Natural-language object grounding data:
※ ※ ※

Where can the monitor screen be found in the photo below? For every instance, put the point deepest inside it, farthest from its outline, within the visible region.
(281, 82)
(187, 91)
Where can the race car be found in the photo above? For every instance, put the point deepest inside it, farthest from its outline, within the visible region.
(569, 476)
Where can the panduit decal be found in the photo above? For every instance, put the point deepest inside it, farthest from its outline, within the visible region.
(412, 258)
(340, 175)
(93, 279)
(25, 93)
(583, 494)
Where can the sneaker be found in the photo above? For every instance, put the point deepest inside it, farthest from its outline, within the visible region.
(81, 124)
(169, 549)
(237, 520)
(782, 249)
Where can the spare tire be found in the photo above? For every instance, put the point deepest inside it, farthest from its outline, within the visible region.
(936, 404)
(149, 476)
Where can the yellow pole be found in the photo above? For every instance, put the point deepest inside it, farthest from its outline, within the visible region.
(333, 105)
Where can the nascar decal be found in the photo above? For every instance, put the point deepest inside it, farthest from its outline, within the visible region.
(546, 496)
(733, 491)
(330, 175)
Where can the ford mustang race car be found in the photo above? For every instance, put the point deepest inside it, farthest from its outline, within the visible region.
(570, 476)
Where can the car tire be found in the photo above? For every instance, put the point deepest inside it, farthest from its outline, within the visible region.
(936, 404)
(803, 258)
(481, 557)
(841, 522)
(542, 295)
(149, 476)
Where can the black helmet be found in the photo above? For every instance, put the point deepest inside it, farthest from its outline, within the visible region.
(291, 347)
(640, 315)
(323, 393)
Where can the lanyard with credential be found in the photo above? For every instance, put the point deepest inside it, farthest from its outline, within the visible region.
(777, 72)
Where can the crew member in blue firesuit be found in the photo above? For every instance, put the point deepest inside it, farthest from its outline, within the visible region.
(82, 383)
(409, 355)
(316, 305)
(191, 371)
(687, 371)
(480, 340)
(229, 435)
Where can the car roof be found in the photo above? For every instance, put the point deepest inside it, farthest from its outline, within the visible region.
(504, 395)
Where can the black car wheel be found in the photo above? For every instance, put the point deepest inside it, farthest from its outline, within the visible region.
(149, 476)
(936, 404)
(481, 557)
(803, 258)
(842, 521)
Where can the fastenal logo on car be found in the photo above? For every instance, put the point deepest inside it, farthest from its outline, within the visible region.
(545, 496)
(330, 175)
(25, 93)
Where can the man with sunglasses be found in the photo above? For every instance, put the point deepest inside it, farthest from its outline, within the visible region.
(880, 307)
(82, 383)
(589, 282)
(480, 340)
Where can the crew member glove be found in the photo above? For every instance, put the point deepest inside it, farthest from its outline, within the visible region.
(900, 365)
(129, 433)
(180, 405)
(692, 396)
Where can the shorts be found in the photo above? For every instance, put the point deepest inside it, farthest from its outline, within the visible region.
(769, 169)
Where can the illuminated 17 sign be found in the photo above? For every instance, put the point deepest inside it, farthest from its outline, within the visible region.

※ ※ ※

Reproduce every entry above exactly as it was written.

Where can the monitor screen be found in the photo below? For every instance, put the point deepest inside it, farthest from its outline, within the visible region.
(281, 82)
(187, 91)
Where can the race car be found in the photo above? For every instance, put the point deepest inside it, farthest from its outline, within the visible region.
(569, 476)
Where can the panduit decal be found in the photo above? For every instance, put the point deepest inside it, farthest from its outline, within the visible region.
(412, 258)
(340, 175)
(93, 279)
(25, 93)
(583, 494)
Where can the sneaker be found in the photo above? For every instance, put the point deepest inside it, farthest from its outline, within the visible region.
(81, 124)
(169, 549)
(237, 520)
(782, 249)
Where can the spare tire be found in the photo above? For every instance, put the point deepest inside it, farthest from its outline, within the visible region.
(936, 404)
(149, 476)
Where can the yellow pole be found in the photo above? For every instance, put the point deepest inside it, farthest from its outline, within the visible region.
(333, 105)
Where can the nascar decal be found in the photo above? For every instance, put the point deepest inside it, farthest from its outline, within the visible region.
(546, 496)
(733, 491)
(330, 175)
Where can the ford mustang race car be found in the photo above? For every instance, put the point deepest inside it, farthest from its outline, within the visible region.
(570, 476)
Where can the car tire be found in the photo above? For every instance, put the point deepest inside it, farthest from its outline, within the visible region.
(936, 404)
(803, 258)
(481, 557)
(841, 522)
(542, 295)
(149, 476)
Where can the black helmet be found in the photo above? For every instance, put the point deepest inside it, farthest from its outline, within the visible region.
(291, 347)
(640, 315)
(323, 393)
Where can the lanyard with credential be found in the photo above? For every instance, put the point deepest inside it, farthest from its outline, within the visible region.
(777, 72)
Where can the crew member in blue firesuit be found in the photo above? For every instance, put the point deepest inside it, farthest from its outline, within the visible region.
(82, 383)
(409, 355)
(316, 305)
(191, 371)
(687, 371)
(480, 340)
(229, 435)
Where can the car roof be found in the photo above? For every instance, put the point deepest inside it, farthest from its outline, within the visible region.
(504, 395)
Where can the black car wheel be found in the photo above? For every instance, put the point deepest inside it, farthest from its outline, within the visible region.
(149, 476)
(936, 404)
(481, 557)
(803, 258)
(842, 521)
Where can the fastenal logo on car be found in the photo above? For every instance, put the point deepest inside it, farthest from its outline, within the visible region.
(545, 496)
(330, 175)
(25, 93)
Where can the man with sunglasses be found in the photo above? For every instance, put the point deepest inside it, farthest from its outline, within the visible region.
(880, 307)
(82, 383)
(589, 282)
(480, 340)
Where can the crew member glove be found in the photo above? For every instance, put the point deepest inside it, farthest from its outline, within the visible region.
(900, 365)
(129, 433)
(180, 405)
(692, 396)
Where can the shorts be found in the photo above? For every instance, put the point deepest inside it, farthest from its outline, within the visible region.
(769, 169)
Where can the illuminated 17 sign be found in the photo above? For every instance, put the point deepest inside it, farthest from its outline, within the visible region.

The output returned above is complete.